── Task data

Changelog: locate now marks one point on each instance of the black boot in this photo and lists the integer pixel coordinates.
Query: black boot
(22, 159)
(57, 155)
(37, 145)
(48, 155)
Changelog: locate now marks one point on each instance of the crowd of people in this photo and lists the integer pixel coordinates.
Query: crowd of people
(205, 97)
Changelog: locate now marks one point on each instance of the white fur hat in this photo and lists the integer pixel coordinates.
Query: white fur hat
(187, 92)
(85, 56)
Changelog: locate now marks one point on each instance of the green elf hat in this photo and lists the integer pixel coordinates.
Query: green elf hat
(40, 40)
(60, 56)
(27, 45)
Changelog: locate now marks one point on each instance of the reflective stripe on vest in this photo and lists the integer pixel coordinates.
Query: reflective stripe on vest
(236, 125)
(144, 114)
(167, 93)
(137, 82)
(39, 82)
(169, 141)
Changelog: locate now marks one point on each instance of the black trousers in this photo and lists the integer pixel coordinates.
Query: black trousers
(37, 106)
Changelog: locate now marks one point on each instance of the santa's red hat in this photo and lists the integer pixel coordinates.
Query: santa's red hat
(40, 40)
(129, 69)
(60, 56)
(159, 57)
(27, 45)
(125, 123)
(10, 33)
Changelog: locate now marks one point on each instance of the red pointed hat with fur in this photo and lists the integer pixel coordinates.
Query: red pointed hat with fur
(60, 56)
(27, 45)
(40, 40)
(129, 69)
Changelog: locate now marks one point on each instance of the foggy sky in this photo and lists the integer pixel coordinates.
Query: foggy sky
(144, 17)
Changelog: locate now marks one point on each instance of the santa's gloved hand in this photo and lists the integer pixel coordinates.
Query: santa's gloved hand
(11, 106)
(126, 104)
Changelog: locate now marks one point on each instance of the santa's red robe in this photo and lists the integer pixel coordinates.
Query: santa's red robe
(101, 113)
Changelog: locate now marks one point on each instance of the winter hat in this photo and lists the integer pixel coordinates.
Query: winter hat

────

Count up the lines in the material above that contain the string "winter", then state that figure alone.

2